◆ **DATA PROVIDED**:
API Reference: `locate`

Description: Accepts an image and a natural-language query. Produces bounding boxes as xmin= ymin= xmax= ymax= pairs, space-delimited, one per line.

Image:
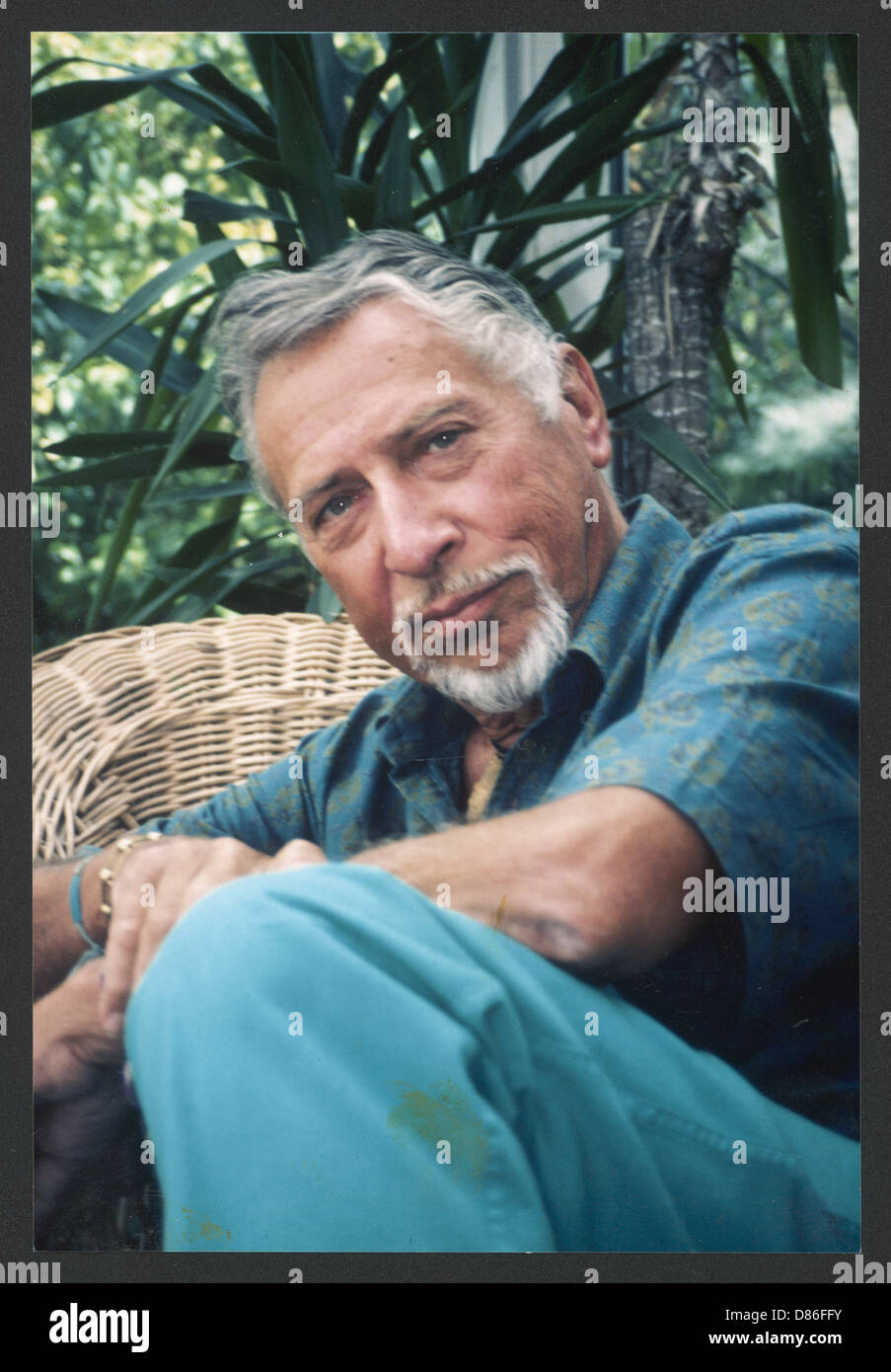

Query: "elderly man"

xmin=36 ymin=232 xmax=859 ymax=1252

◆ **STATED TASK**:
Reproduce every line of the items above, requests included, with each bounding box coordinate in the answers multiplied by 1.7 and rounded to a whole number, halves rounding up. Leave the pictures out of your answer.

◆ **SOLUTION FOR THIS EXERCISE**:
API Reference: `locate`

Description: Accepts an image and a natural-language query. Produces bounding boxes as xmin= ymin= xmax= ymax= pairs, space-delimited, one per line.

Image:

Query: "elderly man"

xmin=61 ymin=394 xmax=1460 ymax=2128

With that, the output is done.